[TO DO] Output the material beneath exactly, leaving nothing out.

[INPUT FOR THIS TASK]

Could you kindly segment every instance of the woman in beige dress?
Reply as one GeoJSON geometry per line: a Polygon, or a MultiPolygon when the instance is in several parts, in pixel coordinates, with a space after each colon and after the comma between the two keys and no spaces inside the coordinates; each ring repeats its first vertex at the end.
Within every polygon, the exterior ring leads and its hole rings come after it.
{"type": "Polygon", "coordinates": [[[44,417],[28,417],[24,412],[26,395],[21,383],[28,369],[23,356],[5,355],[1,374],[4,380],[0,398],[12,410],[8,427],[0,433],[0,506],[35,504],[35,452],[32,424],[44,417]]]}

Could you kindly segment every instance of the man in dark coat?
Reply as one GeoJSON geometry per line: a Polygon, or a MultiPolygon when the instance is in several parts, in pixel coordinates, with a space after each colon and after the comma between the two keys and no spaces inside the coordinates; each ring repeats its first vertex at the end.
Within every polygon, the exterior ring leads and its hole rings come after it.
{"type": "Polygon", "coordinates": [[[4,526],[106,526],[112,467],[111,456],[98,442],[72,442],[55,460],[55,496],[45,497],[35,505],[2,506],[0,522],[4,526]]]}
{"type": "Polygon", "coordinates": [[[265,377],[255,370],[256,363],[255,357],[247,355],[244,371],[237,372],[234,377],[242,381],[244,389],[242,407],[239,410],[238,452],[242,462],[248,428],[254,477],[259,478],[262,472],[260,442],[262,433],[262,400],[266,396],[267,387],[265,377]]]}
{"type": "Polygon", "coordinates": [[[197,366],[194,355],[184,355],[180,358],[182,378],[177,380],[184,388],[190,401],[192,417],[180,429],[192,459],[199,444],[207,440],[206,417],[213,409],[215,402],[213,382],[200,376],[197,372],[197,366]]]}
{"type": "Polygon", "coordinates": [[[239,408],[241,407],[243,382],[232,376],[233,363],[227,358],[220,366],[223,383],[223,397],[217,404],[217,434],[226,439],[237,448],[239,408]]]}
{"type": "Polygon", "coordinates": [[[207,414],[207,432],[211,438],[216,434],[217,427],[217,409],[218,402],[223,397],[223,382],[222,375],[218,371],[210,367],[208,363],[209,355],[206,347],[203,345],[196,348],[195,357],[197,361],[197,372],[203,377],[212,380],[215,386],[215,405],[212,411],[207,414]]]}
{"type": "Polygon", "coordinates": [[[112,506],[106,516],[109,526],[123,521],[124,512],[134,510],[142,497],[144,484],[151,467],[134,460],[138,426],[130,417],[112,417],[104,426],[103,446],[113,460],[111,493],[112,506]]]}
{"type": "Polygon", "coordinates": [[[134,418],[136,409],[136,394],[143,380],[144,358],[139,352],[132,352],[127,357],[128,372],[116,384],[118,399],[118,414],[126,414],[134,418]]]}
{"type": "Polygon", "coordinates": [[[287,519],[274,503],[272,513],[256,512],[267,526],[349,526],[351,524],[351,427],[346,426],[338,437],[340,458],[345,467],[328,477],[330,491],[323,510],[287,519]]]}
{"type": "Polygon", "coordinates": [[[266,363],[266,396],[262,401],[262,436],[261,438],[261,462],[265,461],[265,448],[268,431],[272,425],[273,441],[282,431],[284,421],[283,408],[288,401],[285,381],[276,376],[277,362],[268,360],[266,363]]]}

[TASK OUTPUT]
Could you kindly segment every instance of the woman in beige dress?
Reply as one GeoJSON geometry per line: a Polygon, or a MultiPolygon when the instance is in several parts, in pixel coordinates, with a space after each colon and after the comma between the two keys and no spaces inside the coordinates; each ring repeats its first vertex at the end.
Within every polygon, the exterior ring leads and its hole rings come after it.
{"type": "Polygon", "coordinates": [[[44,417],[28,417],[24,412],[26,395],[21,383],[28,369],[23,356],[5,355],[1,374],[4,380],[0,398],[12,410],[8,427],[0,433],[0,506],[35,504],[35,452],[32,424],[44,417]]]}

Could you kindly segment every instance of the man in dark coat?
Reply as one GeoJSON geometry per line: a Polygon, or a MultiPolygon when the instance is in several parts, in pixel coordinates, with a space after each colon and after the comma between the two keys and no spaces inside the coordinates; each ring repeats its first vertex at the end.
Within every polygon, the exterior ring leads and its hole rings come after it.
{"type": "Polygon", "coordinates": [[[4,526],[106,526],[112,467],[111,456],[98,442],[72,442],[55,460],[55,496],[45,497],[35,505],[2,506],[0,522],[4,526]]]}
{"type": "Polygon", "coordinates": [[[265,377],[255,370],[256,363],[255,357],[247,355],[244,371],[237,372],[234,377],[242,381],[244,389],[242,407],[239,410],[238,452],[242,462],[248,428],[254,477],[259,478],[262,472],[260,442],[262,433],[262,400],[266,396],[267,387],[265,377]]]}
{"type": "Polygon", "coordinates": [[[197,366],[194,355],[184,355],[180,358],[182,378],[177,380],[184,388],[190,401],[192,417],[180,429],[192,459],[199,444],[207,440],[206,417],[213,409],[215,402],[213,382],[200,376],[197,372],[197,366]]]}
{"type": "Polygon", "coordinates": [[[239,408],[241,407],[243,382],[232,376],[233,363],[227,358],[220,366],[223,383],[223,397],[217,404],[217,434],[226,439],[237,448],[239,408]]]}
{"type": "Polygon", "coordinates": [[[207,414],[207,432],[211,438],[216,434],[217,427],[217,409],[218,402],[223,397],[223,382],[222,375],[218,371],[210,367],[208,363],[209,355],[206,347],[203,345],[196,348],[195,357],[197,361],[197,372],[203,377],[212,380],[215,386],[215,405],[212,411],[207,414]]]}
{"type": "Polygon", "coordinates": [[[112,506],[106,516],[109,526],[123,521],[124,512],[134,510],[142,497],[144,484],[151,467],[134,460],[138,426],[130,417],[112,417],[104,426],[103,446],[113,460],[111,493],[112,506]]]}
{"type": "Polygon", "coordinates": [[[134,418],[136,409],[136,394],[143,380],[144,358],[139,352],[132,352],[127,357],[128,372],[116,384],[118,399],[118,414],[126,414],[134,418]]]}
{"type": "Polygon", "coordinates": [[[287,519],[274,503],[272,513],[256,512],[267,526],[349,526],[351,524],[351,427],[346,426],[338,437],[340,458],[345,467],[328,477],[330,491],[323,510],[287,519]]]}
{"type": "Polygon", "coordinates": [[[266,363],[266,396],[262,401],[262,436],[261,438],[261,462],[265,461],[265,448],[268,431],[272,425],[273,441],[282,431],[284,421],[283,408],[288,401],[285,381],[276,376],[277,362],[268,360],[266,363]]]}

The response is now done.